TEXTE PRÉSENTÉ >>
......
Acta fabula
ISSN 2115-8037

Dossier critique
2014
Mai 2014 (volume 15, numéro 5)
titre article
Sophie Ménard

Ambivalences du corps féminin en régime réaliste

Nao Takaï, Le Corps féminin nu ou paré dans les récits réalistes de la seconde moitié du XIXe siècle. Flaubert, les Goncourt et Zola, Paris : Honoré Champion, coll. « Romantisme et modernités », 2013, 398 p., EAN 9782745326256.

1Dans son livre Le Corps féminin nu ou paré dans les récits réalistes de la seconde moitié du xixe siècle, Nao Takaï retrace deux motifs importants de l’esthétique réaliste : la nudité et le vêtement. À partir de l’étude de certaines œuvres de Flaubert (Madame Bovary, L’Éducation sentimentale, Salammbô), de Zola (L’Œuvre, Nana, Son Excellence Eugène Rougon, La Curée, Au Bonheur des dames) et des Goncourt (Manette Salomon, Chérie), cet ouvrage, relevant d’une démarche interdisciplinaire (littérature, peinture, sculpture, mode), rappelle que le nu et la tenue sont non seulement les vecteurs de la description réaliste, mais également les lieux privilégiés du fantasme. Le corps féminin se décline sous ces divers angles et coutures. Réinscrit dans une histoire de l’art au xixe siècle, il laisse transparaître sa lignée picturale à l’instar de la peau et du linge qui dévoilent un coloris sensible aux symboliques chromatiques. Empruntant la voie du statuaire, le nu remodèle l’esthétique réaliste en l’orientant vers le fantastique et le romantisme. Enfin, motif moderne, au sens baudelairien, le vestimentaire renvoie à la mode du siècle. Tous ces plis des étoffes et ces replis du corps sont l’objet du livre de N. Takaï, dont le fil conducteur estlafascination et l’angoisse des écrivains devant les mystères de la chair nue ou habillée.
......
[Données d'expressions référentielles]
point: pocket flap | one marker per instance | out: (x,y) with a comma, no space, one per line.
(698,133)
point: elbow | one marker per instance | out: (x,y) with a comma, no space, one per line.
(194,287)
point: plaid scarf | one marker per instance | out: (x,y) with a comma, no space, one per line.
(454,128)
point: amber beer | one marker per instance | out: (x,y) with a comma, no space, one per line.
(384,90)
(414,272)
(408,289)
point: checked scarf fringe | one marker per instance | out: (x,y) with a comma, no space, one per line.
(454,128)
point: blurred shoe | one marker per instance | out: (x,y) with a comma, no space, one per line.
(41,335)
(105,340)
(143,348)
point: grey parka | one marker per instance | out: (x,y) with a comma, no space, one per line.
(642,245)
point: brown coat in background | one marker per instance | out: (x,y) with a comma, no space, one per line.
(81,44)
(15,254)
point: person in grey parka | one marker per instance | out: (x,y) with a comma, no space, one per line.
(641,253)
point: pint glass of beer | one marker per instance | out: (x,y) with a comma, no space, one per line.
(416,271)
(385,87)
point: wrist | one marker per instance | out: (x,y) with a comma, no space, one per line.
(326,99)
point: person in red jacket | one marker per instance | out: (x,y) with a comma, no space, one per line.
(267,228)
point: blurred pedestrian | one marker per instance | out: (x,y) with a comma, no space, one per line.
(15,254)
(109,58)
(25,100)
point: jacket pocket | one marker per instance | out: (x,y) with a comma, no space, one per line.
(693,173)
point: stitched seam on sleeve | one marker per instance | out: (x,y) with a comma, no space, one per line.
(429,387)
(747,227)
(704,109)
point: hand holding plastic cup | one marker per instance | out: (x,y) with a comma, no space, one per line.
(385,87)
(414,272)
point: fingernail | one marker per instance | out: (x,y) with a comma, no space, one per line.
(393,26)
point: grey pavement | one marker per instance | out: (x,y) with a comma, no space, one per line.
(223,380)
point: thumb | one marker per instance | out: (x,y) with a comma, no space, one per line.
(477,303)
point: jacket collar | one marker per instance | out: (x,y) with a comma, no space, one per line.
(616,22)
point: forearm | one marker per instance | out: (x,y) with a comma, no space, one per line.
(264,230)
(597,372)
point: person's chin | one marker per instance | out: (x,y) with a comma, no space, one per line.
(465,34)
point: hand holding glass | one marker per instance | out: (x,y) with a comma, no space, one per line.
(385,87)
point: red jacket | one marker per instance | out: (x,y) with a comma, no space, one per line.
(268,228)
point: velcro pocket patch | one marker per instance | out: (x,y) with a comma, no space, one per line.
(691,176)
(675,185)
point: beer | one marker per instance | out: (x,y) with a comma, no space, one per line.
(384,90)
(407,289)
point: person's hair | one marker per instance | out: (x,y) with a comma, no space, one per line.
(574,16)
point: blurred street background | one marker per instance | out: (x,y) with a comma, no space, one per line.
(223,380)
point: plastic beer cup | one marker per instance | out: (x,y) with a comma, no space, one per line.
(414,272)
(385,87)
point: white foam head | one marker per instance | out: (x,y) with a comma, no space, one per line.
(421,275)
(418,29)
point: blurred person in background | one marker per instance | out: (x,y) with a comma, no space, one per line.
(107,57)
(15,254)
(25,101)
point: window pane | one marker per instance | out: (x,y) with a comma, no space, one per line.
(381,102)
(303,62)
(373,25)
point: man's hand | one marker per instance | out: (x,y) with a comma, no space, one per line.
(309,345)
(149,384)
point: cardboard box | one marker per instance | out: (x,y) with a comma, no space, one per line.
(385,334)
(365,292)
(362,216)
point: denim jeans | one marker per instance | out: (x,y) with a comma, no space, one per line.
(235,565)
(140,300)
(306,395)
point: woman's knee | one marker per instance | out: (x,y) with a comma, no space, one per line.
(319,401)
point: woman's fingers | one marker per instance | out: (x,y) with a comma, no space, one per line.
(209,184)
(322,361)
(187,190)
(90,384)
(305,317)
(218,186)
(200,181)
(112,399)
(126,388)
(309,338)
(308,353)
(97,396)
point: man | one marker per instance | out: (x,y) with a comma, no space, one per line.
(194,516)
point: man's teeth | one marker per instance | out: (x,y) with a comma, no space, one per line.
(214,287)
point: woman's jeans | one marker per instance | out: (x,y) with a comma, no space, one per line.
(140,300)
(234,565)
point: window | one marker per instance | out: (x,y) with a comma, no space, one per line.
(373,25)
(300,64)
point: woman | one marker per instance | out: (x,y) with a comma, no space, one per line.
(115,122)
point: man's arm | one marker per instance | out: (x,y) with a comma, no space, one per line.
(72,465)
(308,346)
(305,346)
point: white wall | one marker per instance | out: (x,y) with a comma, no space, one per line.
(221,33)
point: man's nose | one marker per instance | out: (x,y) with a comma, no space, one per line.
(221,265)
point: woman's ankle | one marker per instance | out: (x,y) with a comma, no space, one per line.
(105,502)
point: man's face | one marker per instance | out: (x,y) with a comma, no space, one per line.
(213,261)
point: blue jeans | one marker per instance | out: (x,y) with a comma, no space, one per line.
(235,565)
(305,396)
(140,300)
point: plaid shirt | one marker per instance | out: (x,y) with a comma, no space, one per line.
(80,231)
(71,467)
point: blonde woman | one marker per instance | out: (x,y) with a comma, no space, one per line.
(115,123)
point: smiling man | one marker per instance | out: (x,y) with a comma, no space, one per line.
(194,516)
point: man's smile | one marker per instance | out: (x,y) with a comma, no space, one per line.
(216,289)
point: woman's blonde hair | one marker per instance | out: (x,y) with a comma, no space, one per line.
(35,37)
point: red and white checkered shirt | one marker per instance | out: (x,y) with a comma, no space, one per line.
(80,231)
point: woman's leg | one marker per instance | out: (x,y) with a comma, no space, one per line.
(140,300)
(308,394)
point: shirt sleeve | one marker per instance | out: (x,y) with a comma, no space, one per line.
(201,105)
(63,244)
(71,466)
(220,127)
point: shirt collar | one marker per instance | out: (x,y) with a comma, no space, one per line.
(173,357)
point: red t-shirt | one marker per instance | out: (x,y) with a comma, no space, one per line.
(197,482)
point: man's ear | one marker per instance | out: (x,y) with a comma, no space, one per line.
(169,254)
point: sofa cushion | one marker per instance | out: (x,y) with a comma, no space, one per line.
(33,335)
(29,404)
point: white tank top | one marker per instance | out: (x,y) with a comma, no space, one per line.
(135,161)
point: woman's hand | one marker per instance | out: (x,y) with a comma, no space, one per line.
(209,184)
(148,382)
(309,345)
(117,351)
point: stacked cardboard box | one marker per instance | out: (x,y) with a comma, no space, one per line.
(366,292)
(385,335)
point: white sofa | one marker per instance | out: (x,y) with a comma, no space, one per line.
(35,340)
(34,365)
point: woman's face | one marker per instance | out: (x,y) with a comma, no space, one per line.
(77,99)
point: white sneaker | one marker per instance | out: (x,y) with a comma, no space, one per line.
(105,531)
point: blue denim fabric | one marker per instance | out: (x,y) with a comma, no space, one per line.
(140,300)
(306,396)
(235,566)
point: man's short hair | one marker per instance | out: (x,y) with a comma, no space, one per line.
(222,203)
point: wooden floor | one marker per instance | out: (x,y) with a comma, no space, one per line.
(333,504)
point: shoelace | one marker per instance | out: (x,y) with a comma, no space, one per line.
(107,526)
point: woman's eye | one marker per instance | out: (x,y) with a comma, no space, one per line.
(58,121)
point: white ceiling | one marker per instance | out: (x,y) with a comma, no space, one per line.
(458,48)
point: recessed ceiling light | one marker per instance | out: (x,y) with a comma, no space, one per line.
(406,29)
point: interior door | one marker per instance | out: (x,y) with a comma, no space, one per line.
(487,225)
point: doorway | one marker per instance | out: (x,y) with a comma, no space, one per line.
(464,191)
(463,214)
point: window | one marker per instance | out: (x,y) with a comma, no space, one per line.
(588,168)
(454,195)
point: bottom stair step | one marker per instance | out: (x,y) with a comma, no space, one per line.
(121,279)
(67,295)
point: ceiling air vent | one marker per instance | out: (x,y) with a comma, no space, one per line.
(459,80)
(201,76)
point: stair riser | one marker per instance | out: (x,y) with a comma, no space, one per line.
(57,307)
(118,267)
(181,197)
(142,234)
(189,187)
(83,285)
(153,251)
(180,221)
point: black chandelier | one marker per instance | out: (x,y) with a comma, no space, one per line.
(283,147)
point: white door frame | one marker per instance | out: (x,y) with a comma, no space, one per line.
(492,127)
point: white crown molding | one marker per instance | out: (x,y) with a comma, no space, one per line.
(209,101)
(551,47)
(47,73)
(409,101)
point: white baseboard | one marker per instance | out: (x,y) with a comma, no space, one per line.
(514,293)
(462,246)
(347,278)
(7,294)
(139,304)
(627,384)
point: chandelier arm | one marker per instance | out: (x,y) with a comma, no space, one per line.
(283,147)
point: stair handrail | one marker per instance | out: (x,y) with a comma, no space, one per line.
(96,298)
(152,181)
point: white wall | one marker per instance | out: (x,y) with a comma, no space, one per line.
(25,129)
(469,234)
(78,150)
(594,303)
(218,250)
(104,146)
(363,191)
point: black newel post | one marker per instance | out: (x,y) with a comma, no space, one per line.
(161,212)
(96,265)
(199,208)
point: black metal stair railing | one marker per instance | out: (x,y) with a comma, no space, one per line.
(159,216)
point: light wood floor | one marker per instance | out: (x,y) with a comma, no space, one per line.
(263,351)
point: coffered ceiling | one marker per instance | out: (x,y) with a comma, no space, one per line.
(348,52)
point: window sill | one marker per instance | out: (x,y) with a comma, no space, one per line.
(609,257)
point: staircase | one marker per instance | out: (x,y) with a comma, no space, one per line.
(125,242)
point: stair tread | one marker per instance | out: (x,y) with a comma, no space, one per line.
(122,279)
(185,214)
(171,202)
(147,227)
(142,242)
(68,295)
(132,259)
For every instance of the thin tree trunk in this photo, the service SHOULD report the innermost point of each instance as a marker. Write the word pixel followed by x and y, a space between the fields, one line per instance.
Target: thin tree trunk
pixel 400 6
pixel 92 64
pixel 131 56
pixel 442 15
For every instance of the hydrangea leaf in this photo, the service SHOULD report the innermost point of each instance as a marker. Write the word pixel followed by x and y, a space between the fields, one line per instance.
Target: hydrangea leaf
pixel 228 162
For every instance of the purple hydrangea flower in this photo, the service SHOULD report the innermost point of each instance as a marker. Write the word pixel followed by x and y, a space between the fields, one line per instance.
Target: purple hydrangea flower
......
ACTIVITÉ >>
D'après le compte rendu :
1. Chez quel éditeur et en quelle année l'ouvrage de Nao Takaï a-t-il paru ?
2. Quelles œuvres de Flaubert sont étudiées dans cet ouvrage ?
3. Vers quoi le nu, en empruntant la voie du statuaire, oriente-t-il l'esthétique réaliste ?

RÉPONSE RÉDIGÉE >>
1. Chez Honoré Champion, en 2013.
2. Madame Bovary, L'Éducation sentimentale et Salammbô.
3. Vers le fantastique et le romantisme.